Problem to solve → Filter this listing down to the lines that contain the word "cluster", and copy them.

Entries provided →
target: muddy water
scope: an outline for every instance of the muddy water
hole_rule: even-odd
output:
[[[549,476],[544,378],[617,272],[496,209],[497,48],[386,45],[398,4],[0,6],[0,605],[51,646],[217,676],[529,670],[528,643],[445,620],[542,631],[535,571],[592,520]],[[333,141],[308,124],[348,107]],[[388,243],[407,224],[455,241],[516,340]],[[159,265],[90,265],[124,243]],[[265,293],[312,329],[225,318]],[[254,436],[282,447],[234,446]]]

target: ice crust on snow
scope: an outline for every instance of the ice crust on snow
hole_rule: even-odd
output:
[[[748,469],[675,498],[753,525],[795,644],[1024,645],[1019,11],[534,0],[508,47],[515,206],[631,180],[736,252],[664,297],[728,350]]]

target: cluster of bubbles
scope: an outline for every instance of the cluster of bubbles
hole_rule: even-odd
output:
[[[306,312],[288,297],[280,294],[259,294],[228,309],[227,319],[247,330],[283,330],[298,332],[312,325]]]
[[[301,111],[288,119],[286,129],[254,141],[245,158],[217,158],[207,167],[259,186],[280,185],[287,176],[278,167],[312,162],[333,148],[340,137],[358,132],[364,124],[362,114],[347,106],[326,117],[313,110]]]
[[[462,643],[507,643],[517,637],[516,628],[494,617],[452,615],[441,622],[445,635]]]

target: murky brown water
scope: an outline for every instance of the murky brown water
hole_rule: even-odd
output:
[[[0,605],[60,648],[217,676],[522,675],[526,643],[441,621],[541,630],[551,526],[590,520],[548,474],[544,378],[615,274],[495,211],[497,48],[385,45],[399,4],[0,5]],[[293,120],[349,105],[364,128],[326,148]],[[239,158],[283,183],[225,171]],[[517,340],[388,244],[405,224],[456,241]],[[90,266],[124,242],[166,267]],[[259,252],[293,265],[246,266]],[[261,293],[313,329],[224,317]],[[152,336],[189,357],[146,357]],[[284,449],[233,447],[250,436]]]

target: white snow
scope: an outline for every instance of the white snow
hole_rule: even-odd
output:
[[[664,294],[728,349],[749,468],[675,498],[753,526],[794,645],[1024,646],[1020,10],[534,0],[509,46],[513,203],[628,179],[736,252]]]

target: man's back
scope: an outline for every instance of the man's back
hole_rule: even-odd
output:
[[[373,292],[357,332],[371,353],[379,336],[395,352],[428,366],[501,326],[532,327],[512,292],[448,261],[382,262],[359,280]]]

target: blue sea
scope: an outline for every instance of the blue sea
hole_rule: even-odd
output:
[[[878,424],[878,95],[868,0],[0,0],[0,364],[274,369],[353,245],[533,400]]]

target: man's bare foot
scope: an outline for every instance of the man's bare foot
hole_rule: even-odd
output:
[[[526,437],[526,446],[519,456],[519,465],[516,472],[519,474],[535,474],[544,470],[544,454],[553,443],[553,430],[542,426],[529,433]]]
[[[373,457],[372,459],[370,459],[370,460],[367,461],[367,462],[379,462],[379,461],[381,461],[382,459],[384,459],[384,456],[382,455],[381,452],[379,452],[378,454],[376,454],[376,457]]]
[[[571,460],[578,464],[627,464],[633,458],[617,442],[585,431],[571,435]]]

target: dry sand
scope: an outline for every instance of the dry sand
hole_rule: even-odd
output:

Response to the task →
target: cluster of bubbles
scope: an outline for every instance of the cluster of bubbles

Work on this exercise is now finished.